### [Photo-based referring expression data]
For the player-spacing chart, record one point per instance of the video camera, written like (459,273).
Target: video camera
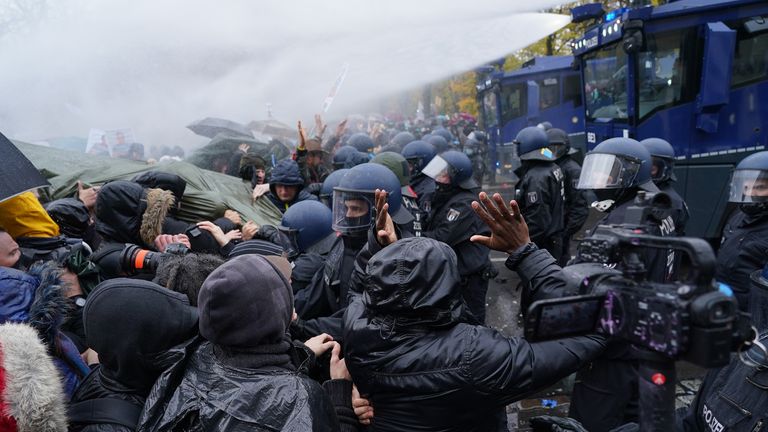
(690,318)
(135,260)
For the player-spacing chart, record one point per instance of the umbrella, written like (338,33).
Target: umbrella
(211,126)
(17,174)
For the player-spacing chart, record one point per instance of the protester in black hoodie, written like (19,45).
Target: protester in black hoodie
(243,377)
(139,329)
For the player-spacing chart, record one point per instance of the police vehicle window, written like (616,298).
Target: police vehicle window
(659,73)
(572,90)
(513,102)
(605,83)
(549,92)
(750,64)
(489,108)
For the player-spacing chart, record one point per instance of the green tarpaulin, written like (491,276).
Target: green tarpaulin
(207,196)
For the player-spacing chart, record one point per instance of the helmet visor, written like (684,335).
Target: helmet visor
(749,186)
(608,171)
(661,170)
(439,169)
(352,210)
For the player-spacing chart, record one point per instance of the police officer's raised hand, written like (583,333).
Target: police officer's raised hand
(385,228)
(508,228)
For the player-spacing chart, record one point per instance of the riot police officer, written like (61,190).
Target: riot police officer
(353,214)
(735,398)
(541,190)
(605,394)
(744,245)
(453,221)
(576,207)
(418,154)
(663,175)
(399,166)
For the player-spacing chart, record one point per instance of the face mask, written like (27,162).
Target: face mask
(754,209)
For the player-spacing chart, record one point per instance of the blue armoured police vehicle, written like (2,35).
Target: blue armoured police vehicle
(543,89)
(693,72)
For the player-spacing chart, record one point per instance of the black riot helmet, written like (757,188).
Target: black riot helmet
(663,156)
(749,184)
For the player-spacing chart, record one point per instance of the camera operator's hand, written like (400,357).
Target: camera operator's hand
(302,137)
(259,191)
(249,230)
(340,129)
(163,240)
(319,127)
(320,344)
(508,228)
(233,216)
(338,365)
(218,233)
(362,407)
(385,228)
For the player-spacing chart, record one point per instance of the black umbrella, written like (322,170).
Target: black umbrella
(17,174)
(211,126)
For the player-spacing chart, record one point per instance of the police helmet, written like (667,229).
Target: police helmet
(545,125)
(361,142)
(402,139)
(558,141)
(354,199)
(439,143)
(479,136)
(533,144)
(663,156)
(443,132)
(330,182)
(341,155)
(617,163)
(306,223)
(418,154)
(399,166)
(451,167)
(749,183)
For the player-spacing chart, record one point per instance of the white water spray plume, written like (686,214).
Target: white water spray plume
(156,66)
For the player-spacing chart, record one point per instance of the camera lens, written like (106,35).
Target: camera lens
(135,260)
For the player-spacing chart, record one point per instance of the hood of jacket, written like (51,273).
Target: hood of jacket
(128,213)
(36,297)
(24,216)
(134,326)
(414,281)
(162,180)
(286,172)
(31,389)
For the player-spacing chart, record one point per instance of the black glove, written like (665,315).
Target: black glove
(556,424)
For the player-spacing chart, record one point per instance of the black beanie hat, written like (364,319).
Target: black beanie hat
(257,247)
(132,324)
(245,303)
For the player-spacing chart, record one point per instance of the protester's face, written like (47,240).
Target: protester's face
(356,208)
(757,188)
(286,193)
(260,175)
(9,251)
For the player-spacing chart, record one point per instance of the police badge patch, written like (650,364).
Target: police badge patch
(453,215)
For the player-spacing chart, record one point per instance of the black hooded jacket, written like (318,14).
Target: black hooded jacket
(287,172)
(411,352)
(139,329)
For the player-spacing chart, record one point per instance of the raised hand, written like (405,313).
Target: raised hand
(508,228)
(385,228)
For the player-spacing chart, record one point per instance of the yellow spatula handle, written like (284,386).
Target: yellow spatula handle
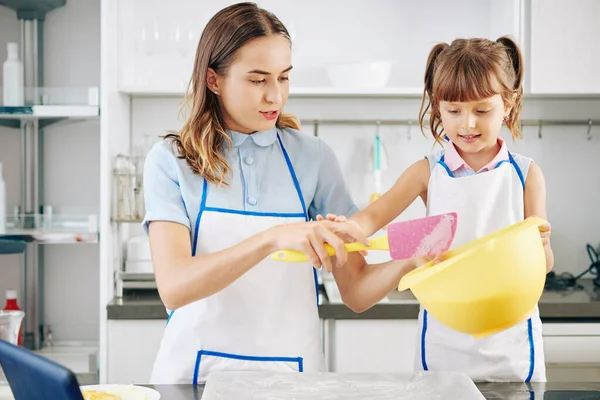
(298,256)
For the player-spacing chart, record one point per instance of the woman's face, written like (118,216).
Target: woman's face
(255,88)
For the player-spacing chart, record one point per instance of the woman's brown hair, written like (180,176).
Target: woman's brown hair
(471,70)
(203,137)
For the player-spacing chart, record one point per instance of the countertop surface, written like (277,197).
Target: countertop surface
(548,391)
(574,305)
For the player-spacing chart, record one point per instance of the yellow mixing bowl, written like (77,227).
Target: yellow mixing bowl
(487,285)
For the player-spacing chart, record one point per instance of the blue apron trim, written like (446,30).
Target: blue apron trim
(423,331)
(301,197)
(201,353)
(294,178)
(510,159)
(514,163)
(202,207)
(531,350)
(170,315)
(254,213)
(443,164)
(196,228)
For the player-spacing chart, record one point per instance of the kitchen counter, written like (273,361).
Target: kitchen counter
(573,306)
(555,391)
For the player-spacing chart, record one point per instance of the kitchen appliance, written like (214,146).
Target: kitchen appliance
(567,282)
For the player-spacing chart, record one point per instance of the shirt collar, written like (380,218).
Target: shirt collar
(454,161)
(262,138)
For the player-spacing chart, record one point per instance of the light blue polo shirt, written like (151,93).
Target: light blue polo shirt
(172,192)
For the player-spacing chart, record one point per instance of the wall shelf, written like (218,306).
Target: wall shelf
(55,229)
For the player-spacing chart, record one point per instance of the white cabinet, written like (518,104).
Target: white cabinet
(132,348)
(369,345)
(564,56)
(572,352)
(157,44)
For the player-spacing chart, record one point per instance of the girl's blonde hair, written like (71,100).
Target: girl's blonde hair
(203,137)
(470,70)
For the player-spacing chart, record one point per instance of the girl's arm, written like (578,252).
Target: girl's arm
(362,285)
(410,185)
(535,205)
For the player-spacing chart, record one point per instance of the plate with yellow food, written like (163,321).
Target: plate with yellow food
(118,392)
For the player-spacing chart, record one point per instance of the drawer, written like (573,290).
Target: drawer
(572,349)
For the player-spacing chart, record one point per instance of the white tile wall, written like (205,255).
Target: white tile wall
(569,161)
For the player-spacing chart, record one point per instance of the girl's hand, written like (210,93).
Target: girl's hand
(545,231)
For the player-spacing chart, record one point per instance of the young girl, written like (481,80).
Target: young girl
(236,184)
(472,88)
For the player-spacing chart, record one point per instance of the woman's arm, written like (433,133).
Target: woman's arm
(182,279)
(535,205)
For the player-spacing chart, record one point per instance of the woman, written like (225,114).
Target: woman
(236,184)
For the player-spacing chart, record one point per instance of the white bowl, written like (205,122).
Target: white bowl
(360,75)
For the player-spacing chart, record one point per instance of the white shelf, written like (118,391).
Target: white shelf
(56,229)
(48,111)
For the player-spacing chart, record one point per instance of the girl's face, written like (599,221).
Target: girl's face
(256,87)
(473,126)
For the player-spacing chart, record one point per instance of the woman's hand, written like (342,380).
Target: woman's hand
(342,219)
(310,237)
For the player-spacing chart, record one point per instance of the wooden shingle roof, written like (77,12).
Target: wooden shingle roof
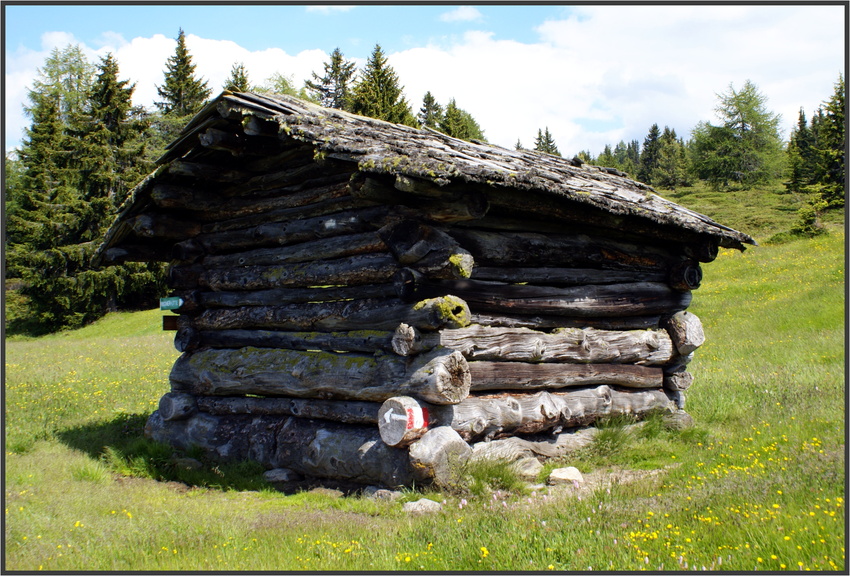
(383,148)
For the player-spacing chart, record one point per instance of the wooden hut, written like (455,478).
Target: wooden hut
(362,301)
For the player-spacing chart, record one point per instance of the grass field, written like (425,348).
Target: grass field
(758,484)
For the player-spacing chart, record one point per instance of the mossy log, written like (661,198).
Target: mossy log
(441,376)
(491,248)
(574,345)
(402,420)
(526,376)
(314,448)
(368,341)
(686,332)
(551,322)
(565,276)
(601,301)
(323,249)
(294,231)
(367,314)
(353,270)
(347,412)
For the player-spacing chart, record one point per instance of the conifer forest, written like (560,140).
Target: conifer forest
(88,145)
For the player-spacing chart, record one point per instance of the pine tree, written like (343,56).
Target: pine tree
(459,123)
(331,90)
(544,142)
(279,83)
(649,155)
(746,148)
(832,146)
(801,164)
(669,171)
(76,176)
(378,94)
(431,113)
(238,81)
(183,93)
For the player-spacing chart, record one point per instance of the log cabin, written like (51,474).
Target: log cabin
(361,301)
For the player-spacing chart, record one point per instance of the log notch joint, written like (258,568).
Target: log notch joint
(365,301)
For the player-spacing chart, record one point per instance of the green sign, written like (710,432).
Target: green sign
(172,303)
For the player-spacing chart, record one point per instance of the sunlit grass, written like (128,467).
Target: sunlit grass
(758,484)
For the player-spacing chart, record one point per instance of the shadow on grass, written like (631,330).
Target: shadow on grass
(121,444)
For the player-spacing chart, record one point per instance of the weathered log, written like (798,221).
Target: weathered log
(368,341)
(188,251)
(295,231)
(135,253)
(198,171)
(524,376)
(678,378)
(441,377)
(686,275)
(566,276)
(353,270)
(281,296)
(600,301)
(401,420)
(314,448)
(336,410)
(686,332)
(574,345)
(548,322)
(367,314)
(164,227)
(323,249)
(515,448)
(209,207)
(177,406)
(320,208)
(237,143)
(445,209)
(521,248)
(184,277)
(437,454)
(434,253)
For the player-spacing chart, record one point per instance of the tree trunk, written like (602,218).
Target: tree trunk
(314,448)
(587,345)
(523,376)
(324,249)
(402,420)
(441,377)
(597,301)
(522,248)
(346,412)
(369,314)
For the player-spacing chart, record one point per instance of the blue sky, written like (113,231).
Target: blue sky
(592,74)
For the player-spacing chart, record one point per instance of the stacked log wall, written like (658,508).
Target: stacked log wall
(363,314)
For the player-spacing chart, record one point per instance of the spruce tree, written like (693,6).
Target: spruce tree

### [EXERCISE INSTRUCTIONS]
Taking the line with "Target: conifer forest" as the first and the line with "written like (602,218)." as the last, retype that stretch of the data above exactly, with no other lines.

### [EXPECTED ANSWER]
Target: conifer forest
(88,145)
For the player-spacing chart, record one point per instance of the pine tree, written like (343,56).
Target: pine tree
(459,123)
(331,90)
(544,142)
(279,83)
(649,155)
(746,148)
(832,146)
(801,164)
(669,171)
(76,176)
(378,94)
(431,113)
(238,81)
(183,93)
For the player-spacing chart, record one point per instance of the log cabin, written like (51,474).
Target: log cabin
(361,301)
For the player-spacing chart, record one point per instance of the log notch joint, written like (258,568).
Target: log notch joint
(365,301)
For the player-spacing chart, record one point per instance of the green sign, written like (710,432).
Target: green sign
(172,303)
For the player-spacing chart, record one point per instance of the sunlit grass, written like (128,467).
Target: sunlit grass
(758,484)
For the player-spacing chart, record one point per instance of the shadow on grass, written like (631,330).
Target: shadow on grass
(121,444)
For the player-spacing chart, record one point per instance of the weathered log, written like (798,221).
Target: weathered log
(368,341)
(188,251)
(295,231)
(135,253)
(198,171)
(524,376)
(678,378)
(441,377)
(686,275)
(566,276)
(353,270)
(281,296)
(600,301)
(401,420)
(314,448)
(336,410)
(686,332)
(574,345)
(548,322)
(367,314)
(164,227)
(323,249)
(515,448)
(209,207)
(177,406)
(320,208)
(237,143)
(445,209)
(521,248)
(184,277)
(437,454)
(434,253)
For the player-spacing chart, record one point per instance of the tree trunk, written like (602,218).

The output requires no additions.